» BRIEF:
Copy out everything below, from the row containing "Could you please drop a point on the man's ear" down to the last of the rows, requests included. Scale every x and y coordinate in the answers by 2.35 and round each result to a whole number, rounding halves up.
**** EXTRACTED RECORDS
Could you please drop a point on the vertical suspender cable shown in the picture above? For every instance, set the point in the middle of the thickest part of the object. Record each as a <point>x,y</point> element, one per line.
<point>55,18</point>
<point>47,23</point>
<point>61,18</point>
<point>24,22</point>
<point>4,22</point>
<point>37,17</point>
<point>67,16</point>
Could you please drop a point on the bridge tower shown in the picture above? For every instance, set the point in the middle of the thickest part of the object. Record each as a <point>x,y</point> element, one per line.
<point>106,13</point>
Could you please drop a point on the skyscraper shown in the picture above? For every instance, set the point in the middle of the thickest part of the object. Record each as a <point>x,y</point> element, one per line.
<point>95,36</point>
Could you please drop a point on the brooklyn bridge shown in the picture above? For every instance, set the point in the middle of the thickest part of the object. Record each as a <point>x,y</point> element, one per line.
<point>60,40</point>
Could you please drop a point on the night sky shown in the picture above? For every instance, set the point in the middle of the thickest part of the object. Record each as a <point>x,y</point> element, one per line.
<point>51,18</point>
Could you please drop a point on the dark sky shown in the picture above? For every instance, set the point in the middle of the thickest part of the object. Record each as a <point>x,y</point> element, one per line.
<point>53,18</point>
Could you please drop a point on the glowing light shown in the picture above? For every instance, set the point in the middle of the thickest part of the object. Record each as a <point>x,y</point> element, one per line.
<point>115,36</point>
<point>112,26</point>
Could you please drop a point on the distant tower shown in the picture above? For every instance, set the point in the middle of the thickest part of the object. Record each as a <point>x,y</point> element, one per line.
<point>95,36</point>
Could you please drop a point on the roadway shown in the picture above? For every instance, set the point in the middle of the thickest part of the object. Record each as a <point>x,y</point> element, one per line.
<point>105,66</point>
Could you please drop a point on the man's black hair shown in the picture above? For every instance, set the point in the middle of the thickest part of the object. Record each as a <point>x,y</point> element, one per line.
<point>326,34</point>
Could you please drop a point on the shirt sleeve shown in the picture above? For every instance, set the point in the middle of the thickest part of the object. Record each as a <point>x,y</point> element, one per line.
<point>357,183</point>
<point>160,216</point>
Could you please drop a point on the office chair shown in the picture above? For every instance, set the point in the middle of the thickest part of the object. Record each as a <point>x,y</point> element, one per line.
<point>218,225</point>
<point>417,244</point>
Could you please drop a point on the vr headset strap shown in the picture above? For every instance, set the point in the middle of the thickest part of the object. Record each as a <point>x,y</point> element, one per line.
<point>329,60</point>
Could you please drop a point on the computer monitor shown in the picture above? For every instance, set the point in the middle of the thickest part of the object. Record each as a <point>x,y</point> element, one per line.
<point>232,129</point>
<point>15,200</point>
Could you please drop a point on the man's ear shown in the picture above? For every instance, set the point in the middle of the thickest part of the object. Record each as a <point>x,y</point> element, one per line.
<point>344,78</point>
********
» FINISHED EXERCISE:
Could you please drop a point on the man's ear shown in the picture above? For every instance, set the point in the middle of the thickest part of the object. Record each as a <point>x,y</point> element, one per line.
<point>808,183</point>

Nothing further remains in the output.